> TEXT PROVIDED
Covers: what it is, architecture diagram, prerequisites (Python 3.12, Bun, Rust), step-by-step install for macOS and WSL2, running backend + web frontend, first use (model download, voice profiles, story editor), Make commands reference, platform performance table, troubleshooting (proxy workaround, MPS/CUDA, transformers conflict), file structure, and relevance to LysnrAI
16 KiB
Voicebox — Local Voice Cloning Studio
Repo: github.com/jamiepine/voicebox · Version: 0.1.12 Stack: Tauri (Rust) + FastAPI (Python) + Qwen3-TTS + MLX (Apple Silicon) / PyTorch (CUDA) Local clone:
__LOCAL_LLMs/APPS/Voice/voicebox/(gitignored)
What Is Voicebox?
Voicebox is an open-source, local-first voice cloning studio powered by Qwen3-TTS. It provides a DAW-like interface for professional voice synthesis — a local alternative to cloud services like ElevenLabs.
┌──────────────────────────────────────────────────────────────────────┐
│ Voicebox Architecture │
│ │
│ ┌───────────────────────┐ ┌──────────────────────────┐ │
│ │ Web UI (Vite + React) │ │ Tauri Desktop App │ │
│ │ http://localhost:5173 │ OR │ (Rust + native window) │ │
│ └──────────┬────────────┘ └──────────┬───────────────┘ │
│ │ │ │
│ └──────────┐ ┌────────────────────┘ │
│ ▼ ▼ │
│ ┌─────────────────────┐ │
│ │ FastAPI Backend │ │
│ │ http://localhost:17493│ │
│ │ │ │
│ │ • Qwen3-TTS model │ │
│ │ • Voice profiles │ │
│ │ • Audio generation │ │
│ │ • Story editor │ │
│ │ • SQLite database │ │
│ │ • REST API │ │
│ └─────────────────────┘ │
│ │ │
│ ┌────────┴────────┐ │
│ │ GPU Acceleration│ │
│ │ MPS (Mac) or │ │
│ │ CUDA (Windows) │ │
│ └─────────────────┘ │
│ │
└──────────────────────────────────────────────────────────────────────┘
Key Features
| Feature | Description |
|---|---|
| Voice cloning | Record or upload a few seconds of audio → create a voice profile |
| Text-to-speech | Type text, pick a voice, generate speech with Qwen3-TTS |
| Story editor | Multi-voice timeline for podcasts, narratives, audiobooks |
| Multi-track audio | DAW-like editing with multiple voices/tracks |
| REST API | Full API for integration (port 17493) |
| 100% local | No cloud, no data leaves your machine |
| Cross-platform | macOS (MLX Metal), Windows/Linux (PyTorch CUDA) |
Prerequisites
| Component | Required | Check Command |
|---|---|---|
| Python | 3.12 or 3.13 | python3.12 --version |
| Bun | ≥ 1.0 | bun --version |
| Rust | Latest stable (for Tauri desktop only) | rustc --version |
| Git | Any | git --version |
Platform-Specific
| Platform | GPU Backend | Extra Requirements |
|---|---|---|
| macOS (Apple Silicon) | MLX (Metal) | Xcode Command Line Tools |
| macOS (Intel) | CPU only | — |
| Windows/WSL2 | PyTorch CUDA | NVIDIA drivers + CUDA toolkit |
| Linux | PyTorch CUDA | NVIDIA drivers + CUDA toolkit |
Installation (Step-by-Step)

> Some entries
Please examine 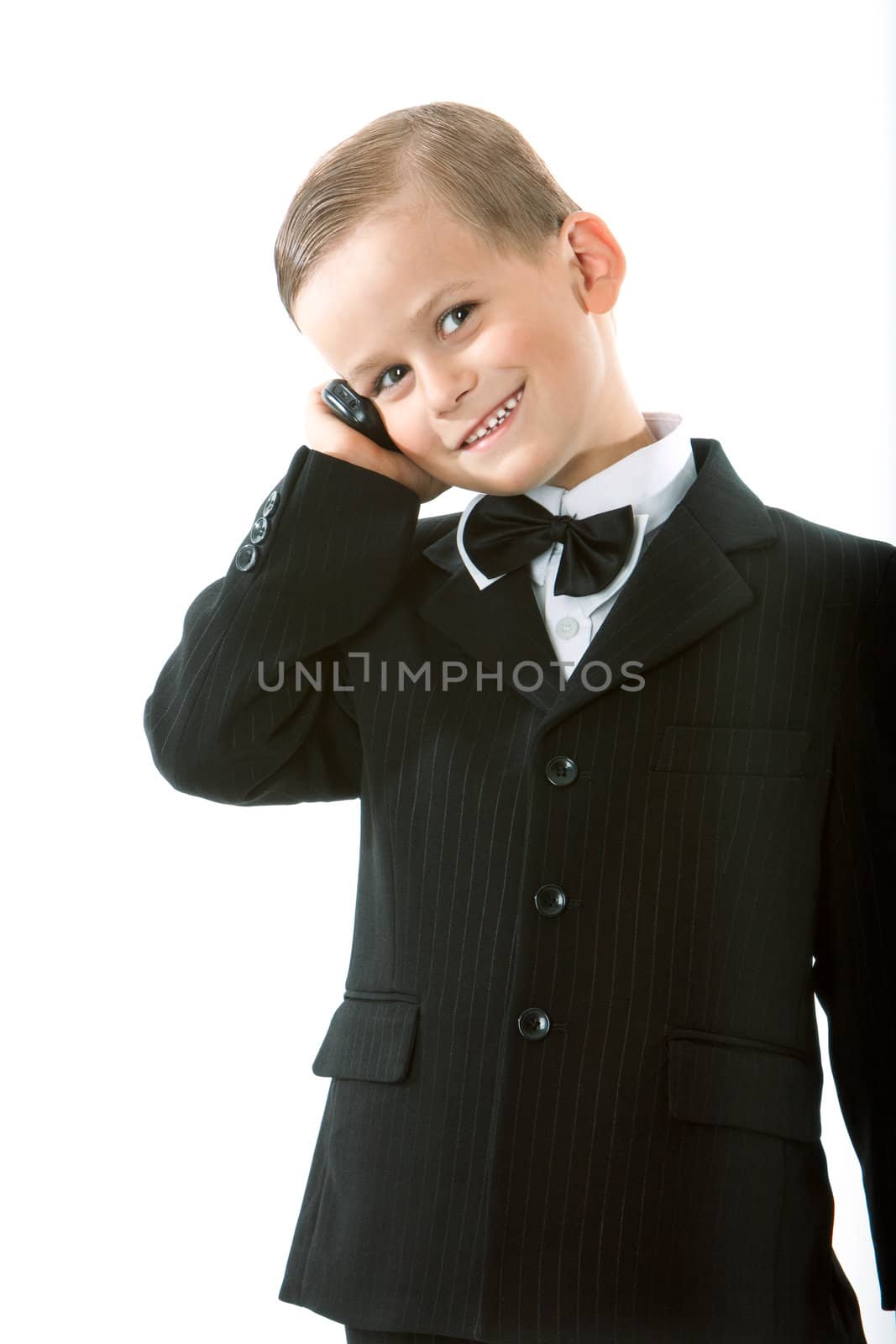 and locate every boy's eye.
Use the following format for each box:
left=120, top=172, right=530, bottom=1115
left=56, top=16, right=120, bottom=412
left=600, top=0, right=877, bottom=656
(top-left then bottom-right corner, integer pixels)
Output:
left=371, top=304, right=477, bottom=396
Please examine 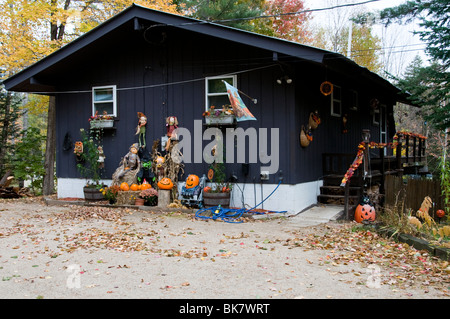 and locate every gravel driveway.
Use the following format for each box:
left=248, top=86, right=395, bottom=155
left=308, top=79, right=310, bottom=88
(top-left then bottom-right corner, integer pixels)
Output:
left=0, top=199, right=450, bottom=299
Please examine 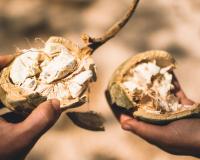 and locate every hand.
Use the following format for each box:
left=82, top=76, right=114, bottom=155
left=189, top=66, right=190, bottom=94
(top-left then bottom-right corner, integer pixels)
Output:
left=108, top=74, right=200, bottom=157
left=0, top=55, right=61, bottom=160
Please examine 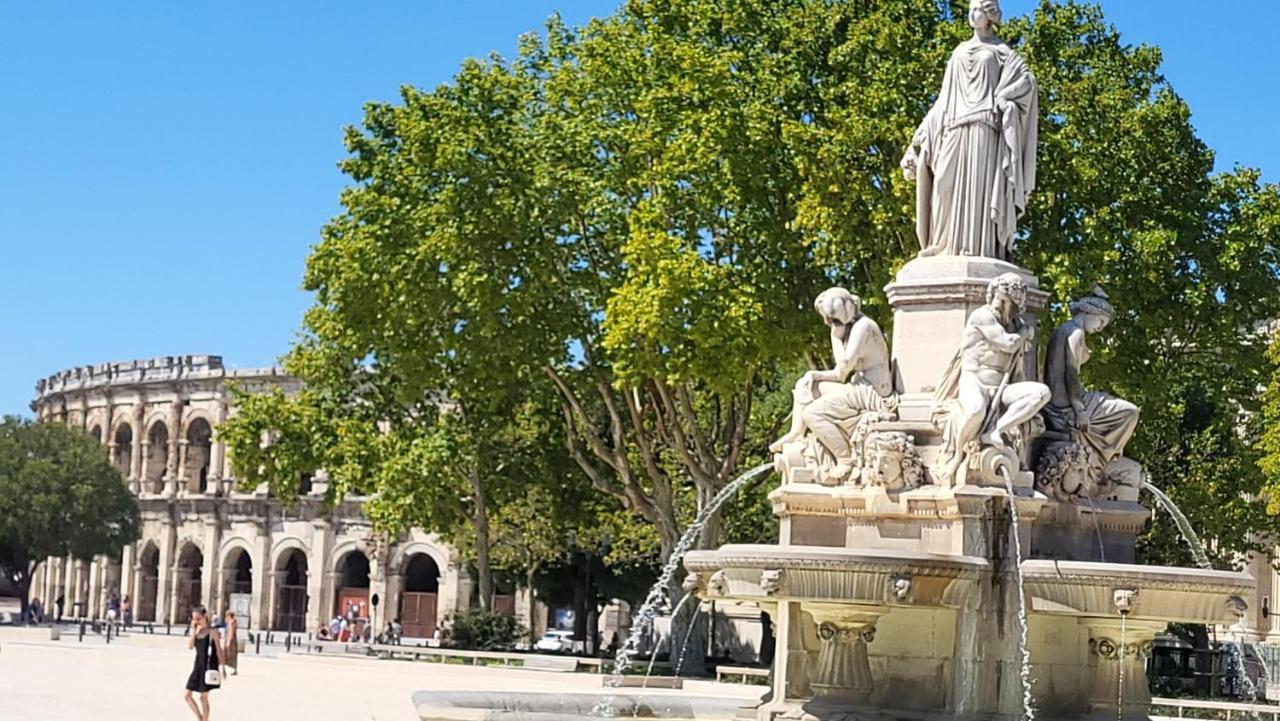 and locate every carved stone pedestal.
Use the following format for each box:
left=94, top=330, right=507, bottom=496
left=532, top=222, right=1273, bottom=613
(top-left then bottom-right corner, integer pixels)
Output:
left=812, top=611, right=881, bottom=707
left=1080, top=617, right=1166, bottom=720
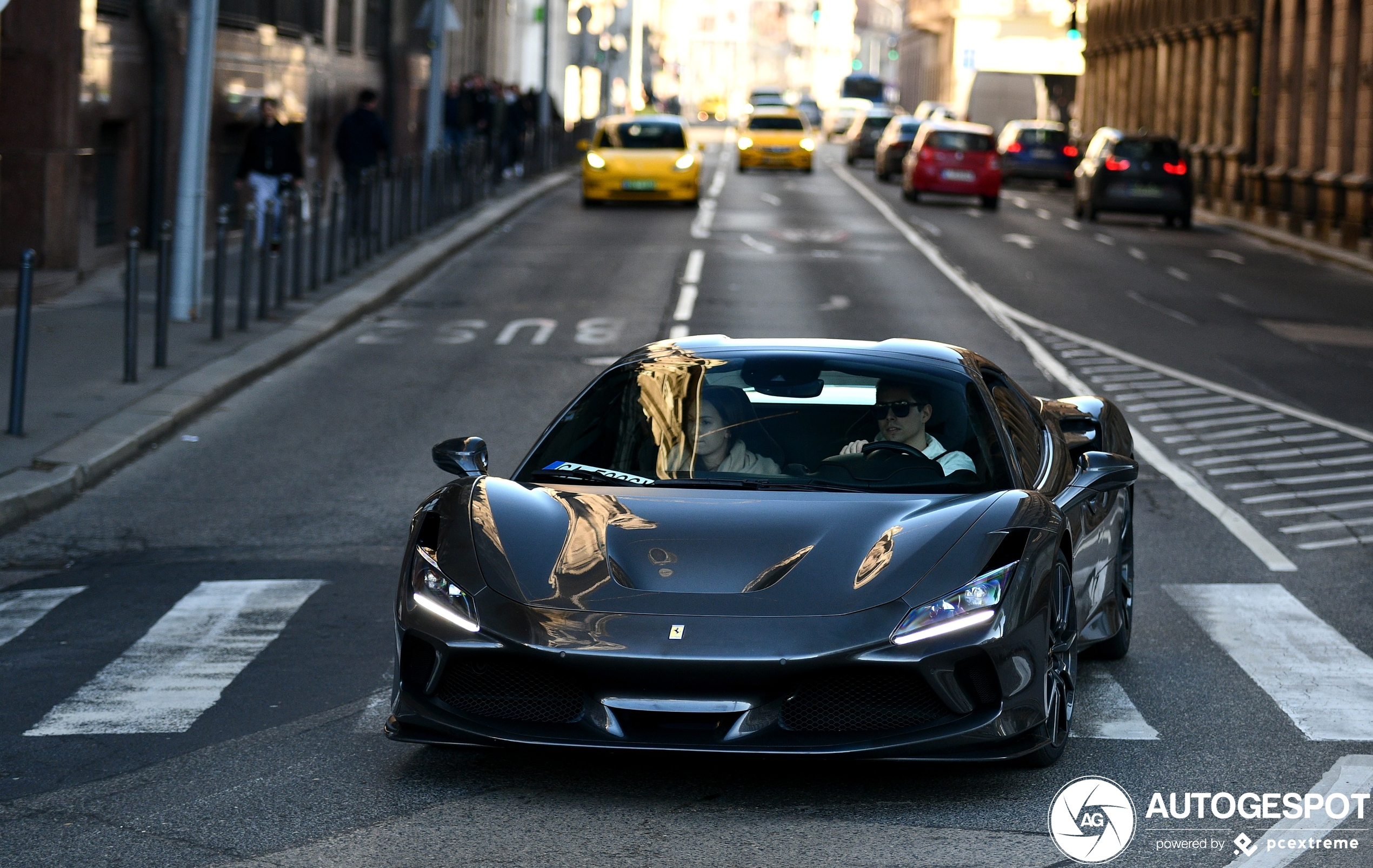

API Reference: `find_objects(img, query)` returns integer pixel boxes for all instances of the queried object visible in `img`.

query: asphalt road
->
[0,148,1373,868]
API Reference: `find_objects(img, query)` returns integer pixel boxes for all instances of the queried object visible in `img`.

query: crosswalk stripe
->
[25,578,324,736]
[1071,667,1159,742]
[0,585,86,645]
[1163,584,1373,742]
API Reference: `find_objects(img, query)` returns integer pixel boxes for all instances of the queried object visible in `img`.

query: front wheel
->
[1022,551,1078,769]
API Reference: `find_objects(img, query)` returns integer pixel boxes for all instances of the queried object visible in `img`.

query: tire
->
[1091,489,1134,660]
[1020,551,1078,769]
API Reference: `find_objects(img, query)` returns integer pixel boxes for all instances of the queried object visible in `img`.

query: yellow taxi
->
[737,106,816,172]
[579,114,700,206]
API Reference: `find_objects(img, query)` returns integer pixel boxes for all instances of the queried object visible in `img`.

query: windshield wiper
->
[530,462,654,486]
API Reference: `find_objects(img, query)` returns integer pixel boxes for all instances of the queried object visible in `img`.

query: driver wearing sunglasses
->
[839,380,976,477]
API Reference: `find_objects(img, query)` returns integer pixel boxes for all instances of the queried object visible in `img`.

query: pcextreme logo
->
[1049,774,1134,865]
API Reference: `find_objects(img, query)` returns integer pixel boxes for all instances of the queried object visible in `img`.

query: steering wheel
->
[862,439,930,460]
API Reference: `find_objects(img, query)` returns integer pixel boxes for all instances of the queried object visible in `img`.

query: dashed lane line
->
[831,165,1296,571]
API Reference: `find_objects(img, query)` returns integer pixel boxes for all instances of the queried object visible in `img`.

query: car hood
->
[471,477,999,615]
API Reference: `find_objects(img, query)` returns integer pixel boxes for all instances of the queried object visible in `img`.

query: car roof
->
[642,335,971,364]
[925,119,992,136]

> REQUIREMENT 1
In the Voicebox guide, why is Rust listed among the prerequisites?
> REQUIREMENT 2
Pick up the Voicebox guide after its final heading and write the step-by-step installation it introduces.

> WRITTEN RESPONSE 1
Rust is required only for the Tauri desktop app. That app is built in Rust with a native window and offers an alternative to the web UI.

> WRITTEN RESPONSE 2
Step 1: Install Prerequisites
macOS
# Install Bun
brew install oven-sh/bun/bun
# Install Python 3.12 (if not present)
brew install python@3.12
# Rust (only needed for Tauri desktop app)
curl --proto '=https' --tlsv1.2 -sSf https://sh.rustup.rs | sh
Windows (WSL2)
# Install Bun
curl -fsSL https://bun.sh/install | bash
source ~/.bashrc
# Install Python 3.12
sudo apt install -y python3.12 python3.12-venv python3.12-dev
# Rust (only needed for Tauri desktop app)
curl --proto '=https' --tlsv1.2 -sSf https://sh.rustup.rs | sh
Step 2: Clone the Repository
# Clone into the APPS/Voice directory
cd /path/to/__LOCAL_LLMs/APPS/Voice
git clone https://github.com/jamiepine/voicebox.git
cd voicebox
Current location on this Mac:
/Users/sd9235/code/mygh/learning_ai_common_plat/__LOCAL_LLMs/APPS/Voice/voicebox/
Step 3: Install JavaScript Dependencies
# Root workspace dependencies
bun install
# Web frontend dependencies (separate)
cd web && bun install && cd ..
Step 4: Install Python Dependencies
# Option A: Use the Makefile (recommended)
make setup-python
# Option B: Manual
python3.12 -m venv backend/venv
source backend/venv/bin/activate
pip install --upgrade pip
pip install -r backend/requirements.txt
# Apple Silicon only — MLX for native Metal acceleration
pip install -r backend/requirements-mlx.txt
# Install Qwen3-TTS
pip install git+https://github.com/QwenLM/Qwen3-TTS.git
Step 5: Verify Installation
# Check Python venv
backend/venv/bin/python -c "import torch; print(f'PyTorch: {torch.__version__}')"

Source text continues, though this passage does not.